Your goal —
The line containing "find the tower" and every line after it, through the end of the records below: repeat them exactly, nothing more.

=======

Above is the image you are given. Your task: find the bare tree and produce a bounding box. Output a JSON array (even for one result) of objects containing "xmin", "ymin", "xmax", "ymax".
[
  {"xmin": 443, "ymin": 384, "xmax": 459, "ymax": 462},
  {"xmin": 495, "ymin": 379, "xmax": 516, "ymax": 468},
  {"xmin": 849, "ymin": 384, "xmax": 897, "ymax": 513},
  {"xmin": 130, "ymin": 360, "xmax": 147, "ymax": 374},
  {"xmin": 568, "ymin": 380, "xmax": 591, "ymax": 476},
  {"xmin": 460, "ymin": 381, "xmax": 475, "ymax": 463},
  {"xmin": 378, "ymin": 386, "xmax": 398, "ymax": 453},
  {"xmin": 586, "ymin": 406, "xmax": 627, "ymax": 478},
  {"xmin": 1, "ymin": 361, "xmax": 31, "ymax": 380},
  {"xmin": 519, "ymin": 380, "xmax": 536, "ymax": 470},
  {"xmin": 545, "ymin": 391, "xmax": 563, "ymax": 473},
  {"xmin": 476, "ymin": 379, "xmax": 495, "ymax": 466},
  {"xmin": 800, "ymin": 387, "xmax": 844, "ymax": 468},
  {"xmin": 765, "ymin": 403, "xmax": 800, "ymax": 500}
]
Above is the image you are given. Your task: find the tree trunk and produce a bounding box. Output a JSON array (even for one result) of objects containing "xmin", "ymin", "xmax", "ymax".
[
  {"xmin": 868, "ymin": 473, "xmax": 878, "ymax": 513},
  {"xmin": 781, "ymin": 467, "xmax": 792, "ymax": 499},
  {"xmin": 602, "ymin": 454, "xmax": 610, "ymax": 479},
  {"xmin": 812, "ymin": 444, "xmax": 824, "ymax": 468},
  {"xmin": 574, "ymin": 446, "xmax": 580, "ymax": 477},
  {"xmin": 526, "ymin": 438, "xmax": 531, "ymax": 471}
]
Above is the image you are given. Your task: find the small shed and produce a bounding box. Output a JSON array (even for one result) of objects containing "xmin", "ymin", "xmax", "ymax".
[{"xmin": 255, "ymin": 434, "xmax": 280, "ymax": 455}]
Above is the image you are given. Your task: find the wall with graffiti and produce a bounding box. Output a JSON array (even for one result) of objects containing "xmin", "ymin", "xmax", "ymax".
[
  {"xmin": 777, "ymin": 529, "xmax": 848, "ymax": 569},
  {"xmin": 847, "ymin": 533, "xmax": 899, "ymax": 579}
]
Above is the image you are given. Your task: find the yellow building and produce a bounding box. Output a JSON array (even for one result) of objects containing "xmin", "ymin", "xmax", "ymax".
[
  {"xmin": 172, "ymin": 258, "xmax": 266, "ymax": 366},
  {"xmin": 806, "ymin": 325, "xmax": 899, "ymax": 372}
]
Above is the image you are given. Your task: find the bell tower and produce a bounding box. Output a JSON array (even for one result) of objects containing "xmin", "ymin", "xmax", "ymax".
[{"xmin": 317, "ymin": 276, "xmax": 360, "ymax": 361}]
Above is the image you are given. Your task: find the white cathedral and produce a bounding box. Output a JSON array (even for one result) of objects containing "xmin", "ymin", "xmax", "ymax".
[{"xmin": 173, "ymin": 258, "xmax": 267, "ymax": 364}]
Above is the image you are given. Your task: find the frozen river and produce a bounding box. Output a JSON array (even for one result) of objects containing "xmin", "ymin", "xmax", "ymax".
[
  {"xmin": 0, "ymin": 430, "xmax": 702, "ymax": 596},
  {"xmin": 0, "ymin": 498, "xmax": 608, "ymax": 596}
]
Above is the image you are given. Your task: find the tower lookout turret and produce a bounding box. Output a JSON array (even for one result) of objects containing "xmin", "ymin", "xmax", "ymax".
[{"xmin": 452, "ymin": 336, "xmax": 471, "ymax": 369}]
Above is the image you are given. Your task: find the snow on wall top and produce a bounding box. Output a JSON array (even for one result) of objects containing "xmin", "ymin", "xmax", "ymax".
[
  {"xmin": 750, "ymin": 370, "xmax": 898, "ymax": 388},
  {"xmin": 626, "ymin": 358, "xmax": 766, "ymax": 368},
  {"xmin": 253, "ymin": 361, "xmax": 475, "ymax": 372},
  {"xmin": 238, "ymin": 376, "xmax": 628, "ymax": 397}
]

=======

Result —
Above is the image you are given. Your task: find the tower lookout turret and produce a bounding box. Output a JSON array (even for one result) of objects containing "xmin", "ymin", "xmax", "ymax".
[{"xmin": 452, "ymin": 336, "xmax": 471, "ymax": 369}]
Above is the image you are given. Your task: find the snow on wall top and produce a bounding box. Output a JSON array (even for one result) of objects containing "xmin", "ymin", "xmax", "ymax".
[
  {"xmin": 750, "ymin": 370, "xmax": 898, "ymax": 388},
  {"xmin": 626, "ymin": 358, "xmax": 766, "ymax": 368},
  {"xmin": 253, "ymin": 361, "xmax": 475, "ymax": 372},
  {"xmin": 238, "ymin": 376, "xmax": 628, "ymax": 397}
]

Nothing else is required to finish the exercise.